— START —

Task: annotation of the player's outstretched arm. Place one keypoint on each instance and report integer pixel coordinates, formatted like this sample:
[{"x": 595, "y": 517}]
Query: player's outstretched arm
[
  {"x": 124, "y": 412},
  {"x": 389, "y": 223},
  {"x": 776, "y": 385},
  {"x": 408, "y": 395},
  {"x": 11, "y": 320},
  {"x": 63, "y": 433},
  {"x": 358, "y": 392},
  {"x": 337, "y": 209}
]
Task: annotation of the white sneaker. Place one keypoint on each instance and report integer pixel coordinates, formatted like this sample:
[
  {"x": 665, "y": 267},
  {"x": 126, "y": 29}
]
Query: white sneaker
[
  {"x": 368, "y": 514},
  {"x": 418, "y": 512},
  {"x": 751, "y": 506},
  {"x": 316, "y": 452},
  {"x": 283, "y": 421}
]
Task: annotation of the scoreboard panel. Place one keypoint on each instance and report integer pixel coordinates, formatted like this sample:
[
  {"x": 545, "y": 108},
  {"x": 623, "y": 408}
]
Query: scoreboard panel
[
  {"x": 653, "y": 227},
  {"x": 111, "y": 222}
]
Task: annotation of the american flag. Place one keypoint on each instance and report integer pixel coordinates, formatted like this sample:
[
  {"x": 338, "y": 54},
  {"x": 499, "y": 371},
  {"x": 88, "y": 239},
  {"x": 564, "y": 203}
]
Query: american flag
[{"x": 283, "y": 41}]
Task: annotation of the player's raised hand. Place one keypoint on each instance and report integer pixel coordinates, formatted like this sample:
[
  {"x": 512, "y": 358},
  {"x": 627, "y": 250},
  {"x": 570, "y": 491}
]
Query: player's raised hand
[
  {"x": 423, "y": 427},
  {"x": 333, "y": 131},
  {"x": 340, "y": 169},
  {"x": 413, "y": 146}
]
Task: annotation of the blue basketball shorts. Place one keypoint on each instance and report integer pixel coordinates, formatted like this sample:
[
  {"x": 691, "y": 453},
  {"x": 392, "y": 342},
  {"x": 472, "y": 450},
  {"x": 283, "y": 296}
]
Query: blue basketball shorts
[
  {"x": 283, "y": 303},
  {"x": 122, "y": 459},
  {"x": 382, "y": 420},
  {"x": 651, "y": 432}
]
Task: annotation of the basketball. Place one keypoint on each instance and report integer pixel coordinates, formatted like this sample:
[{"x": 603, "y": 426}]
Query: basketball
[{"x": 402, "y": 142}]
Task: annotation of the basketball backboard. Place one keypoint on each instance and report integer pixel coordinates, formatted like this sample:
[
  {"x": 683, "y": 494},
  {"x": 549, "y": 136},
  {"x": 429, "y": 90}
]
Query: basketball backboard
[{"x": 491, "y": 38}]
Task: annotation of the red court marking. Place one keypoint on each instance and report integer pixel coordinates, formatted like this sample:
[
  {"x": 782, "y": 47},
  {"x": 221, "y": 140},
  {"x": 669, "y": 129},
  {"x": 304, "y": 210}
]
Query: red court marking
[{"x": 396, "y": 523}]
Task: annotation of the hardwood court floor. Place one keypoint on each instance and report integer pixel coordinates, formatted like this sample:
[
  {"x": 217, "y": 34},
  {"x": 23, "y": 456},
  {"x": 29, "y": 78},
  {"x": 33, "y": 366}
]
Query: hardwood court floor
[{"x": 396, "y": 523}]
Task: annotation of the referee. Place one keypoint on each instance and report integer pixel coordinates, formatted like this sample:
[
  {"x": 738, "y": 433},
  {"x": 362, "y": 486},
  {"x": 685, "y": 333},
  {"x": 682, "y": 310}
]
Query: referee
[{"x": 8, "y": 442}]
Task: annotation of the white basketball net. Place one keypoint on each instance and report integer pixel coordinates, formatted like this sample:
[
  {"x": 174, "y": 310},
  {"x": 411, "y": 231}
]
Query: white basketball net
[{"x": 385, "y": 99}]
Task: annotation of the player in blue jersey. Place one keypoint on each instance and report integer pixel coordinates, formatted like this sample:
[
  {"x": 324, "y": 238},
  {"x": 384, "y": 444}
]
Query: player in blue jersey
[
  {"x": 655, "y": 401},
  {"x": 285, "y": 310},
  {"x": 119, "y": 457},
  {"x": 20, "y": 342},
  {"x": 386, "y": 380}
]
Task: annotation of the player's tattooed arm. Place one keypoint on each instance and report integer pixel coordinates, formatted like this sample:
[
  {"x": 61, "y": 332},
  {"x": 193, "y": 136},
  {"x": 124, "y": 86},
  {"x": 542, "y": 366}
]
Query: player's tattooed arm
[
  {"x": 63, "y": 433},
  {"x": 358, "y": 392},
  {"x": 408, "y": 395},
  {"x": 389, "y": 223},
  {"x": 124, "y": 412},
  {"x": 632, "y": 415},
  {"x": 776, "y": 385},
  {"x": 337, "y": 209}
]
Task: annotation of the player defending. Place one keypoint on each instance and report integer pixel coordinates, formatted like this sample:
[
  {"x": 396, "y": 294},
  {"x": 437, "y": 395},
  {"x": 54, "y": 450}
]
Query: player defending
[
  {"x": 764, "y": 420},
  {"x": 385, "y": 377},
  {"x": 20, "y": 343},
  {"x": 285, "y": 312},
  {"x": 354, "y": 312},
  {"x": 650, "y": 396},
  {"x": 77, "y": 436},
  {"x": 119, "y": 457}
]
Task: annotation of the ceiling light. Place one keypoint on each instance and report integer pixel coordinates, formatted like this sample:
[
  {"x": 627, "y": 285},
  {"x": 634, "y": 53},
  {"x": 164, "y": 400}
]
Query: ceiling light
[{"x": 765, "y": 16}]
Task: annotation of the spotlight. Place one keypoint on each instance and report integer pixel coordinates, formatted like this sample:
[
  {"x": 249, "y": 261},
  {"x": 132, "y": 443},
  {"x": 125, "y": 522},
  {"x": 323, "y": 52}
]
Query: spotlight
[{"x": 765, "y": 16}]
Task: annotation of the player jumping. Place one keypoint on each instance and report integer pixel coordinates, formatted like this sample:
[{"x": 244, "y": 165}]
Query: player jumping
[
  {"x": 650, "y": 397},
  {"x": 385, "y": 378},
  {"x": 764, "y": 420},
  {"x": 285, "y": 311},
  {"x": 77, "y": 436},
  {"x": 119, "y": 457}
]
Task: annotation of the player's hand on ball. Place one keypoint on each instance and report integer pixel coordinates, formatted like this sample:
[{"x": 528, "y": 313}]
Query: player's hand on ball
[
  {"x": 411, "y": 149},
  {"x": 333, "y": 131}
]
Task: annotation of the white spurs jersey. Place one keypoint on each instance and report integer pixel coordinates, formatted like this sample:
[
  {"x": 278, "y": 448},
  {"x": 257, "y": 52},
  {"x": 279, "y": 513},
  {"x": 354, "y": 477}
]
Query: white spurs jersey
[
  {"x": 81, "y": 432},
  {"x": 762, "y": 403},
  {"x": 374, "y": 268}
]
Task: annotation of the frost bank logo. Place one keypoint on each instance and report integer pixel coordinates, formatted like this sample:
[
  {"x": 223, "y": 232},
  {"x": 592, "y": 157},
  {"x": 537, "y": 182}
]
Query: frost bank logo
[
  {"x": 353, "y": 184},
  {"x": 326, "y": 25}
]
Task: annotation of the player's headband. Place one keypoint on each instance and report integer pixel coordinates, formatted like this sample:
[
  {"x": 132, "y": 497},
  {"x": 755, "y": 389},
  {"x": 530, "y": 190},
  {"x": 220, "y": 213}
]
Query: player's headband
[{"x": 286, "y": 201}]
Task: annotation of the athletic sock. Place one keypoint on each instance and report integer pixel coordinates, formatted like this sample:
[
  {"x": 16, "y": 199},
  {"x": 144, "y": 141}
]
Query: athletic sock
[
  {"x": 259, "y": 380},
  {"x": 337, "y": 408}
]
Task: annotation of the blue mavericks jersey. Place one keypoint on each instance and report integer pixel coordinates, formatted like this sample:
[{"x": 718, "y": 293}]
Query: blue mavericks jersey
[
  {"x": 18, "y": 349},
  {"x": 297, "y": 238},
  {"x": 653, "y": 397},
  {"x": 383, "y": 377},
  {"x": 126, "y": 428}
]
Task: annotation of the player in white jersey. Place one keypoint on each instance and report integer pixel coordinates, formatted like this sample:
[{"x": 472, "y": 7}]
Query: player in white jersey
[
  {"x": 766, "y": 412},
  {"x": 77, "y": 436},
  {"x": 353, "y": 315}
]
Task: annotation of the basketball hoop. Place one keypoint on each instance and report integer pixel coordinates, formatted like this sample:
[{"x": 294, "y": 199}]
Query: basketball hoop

— END —

Could you quote, exactly as they appear, the line containing "Task: annotation of the blue mavericks" and every line after it to the end of the records above?

§ Exercise response
Task: annotation of the blue mavericks jersey. Place one keypoint on each instance and report integer pixel coordinates, formatted like this sample:
[{"x": 718, "y": 293}]
Query: blue mavericks jersey
[
  {"x": 18, "y": 349},
  {"x": 297, "y": 238},
  {"x": 653, "y": 397},
  {"x": 383, "y": 377},
  {"x": 126, "y": 428}
]
Task: annotation of the player in white jersey. Place one keypoint on each instance and report integer pixel coordinates, formatted like this sample:
[{"x": 472, "y": 7}]
Query: player in white jersey
[
  {"x": 766, "y": 412},
  {"x": 77, "y": 436},
  {"x": 353, "y": 315}
]
Task: annotation of the basketball hoop. Place one keypoint on each instance and report integer pixel coordinates, formatted like this sample:
[{"x": 294, "y": 199}]
Query: basketball hoop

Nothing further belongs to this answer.